> Source data:

===

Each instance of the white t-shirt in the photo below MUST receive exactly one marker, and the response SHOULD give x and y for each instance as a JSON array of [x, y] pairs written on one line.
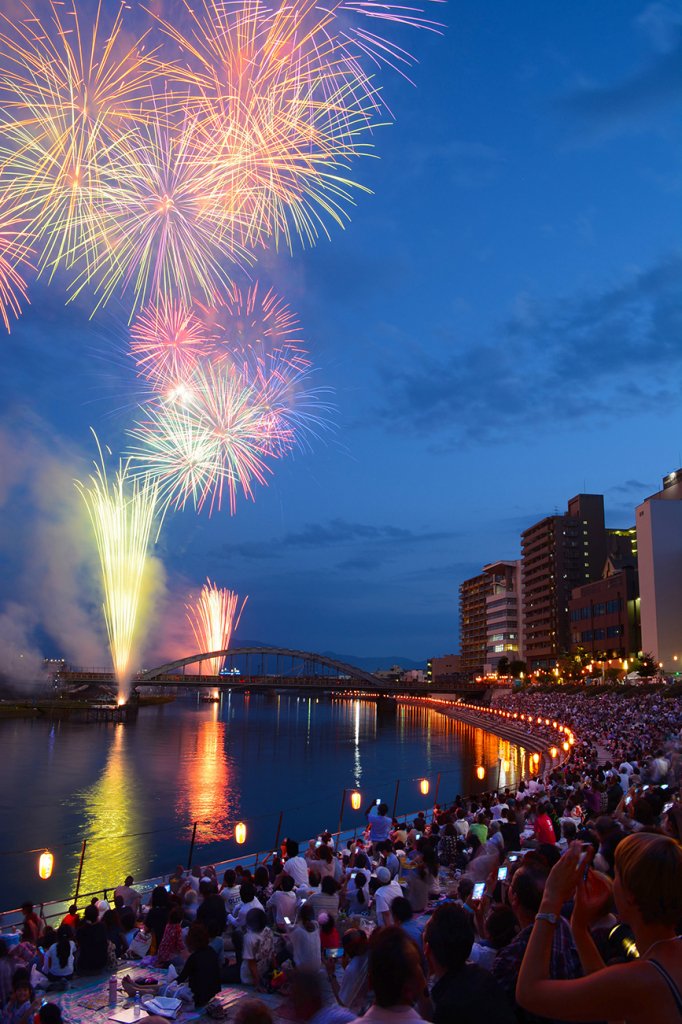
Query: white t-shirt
[[51, 963], [305, 947], [258, 947], [298, 868], [384, 896], [284, 905]]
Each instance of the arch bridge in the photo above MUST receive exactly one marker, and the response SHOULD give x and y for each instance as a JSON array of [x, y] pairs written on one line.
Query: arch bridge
[[275, 667], [263, 666]]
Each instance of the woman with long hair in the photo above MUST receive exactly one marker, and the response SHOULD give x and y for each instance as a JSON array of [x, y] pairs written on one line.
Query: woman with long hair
[[647, 891]]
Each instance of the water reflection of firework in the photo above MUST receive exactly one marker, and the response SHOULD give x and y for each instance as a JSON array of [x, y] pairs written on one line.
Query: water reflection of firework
[[213, 617], [122, 513]]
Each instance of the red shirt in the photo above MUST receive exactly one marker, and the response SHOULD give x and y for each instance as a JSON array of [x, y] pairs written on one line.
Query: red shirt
[[545, 829]]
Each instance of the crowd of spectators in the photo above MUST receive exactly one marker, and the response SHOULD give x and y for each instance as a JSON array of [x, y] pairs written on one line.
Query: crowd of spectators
[[559, 899]]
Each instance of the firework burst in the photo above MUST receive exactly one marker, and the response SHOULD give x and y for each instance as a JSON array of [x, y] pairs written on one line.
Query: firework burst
[[218, 441], [122, 513], [213, 617], [70, 94], [167, 341], [283, 112]]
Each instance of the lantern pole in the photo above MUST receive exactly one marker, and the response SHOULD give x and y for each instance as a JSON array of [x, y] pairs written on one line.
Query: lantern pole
[[192, 845], [80, 870], [397, 786], [276, 835], [343, 804]]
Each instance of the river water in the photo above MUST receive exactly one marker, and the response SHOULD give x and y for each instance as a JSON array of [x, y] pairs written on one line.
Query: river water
[[133, 790]]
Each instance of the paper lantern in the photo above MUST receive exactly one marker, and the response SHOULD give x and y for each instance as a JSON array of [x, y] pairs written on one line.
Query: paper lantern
[[45, 864]]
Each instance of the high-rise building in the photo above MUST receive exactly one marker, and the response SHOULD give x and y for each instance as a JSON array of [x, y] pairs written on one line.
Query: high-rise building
[[558, 553], [658, 521], [473, 629], [503, 613]]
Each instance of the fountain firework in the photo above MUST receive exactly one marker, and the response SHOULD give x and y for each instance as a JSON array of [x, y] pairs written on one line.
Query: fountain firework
[[213, 617], [122, 513]]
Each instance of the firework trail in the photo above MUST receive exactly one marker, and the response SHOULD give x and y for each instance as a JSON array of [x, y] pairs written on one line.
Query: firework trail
[[13, 252], [69, 95], [213, 617], [122, 513]]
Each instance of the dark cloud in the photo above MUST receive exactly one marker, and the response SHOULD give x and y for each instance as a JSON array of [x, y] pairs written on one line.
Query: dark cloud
[[335, 534], [574, 360], [607, 108]]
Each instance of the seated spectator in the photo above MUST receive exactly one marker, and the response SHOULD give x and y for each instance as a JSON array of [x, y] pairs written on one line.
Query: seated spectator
[[327, 900], [354, 984], [463, 992], [525, 893], [304, 940], [395, 976], [384, 896], [58, 961], [308, 999], [18, 1009], [92, 943], [258, 951], [201, 971], [648, 898], [283, 904]]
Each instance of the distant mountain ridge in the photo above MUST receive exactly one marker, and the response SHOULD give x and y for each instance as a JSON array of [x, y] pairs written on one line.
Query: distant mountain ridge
[[370, 664]]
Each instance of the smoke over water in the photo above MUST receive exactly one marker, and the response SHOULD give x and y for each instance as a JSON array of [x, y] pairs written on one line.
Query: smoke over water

===

> What you are asked to do: Reproduce each line of the material in which the string "over" occurs.

> Result:
Each instance of the smoke over water in the photo above MUST receive exactly one marker, and the response SHOULD give x and y for each instance as a JSON array of [x, y] pairs written on one line.
Query: smoke over water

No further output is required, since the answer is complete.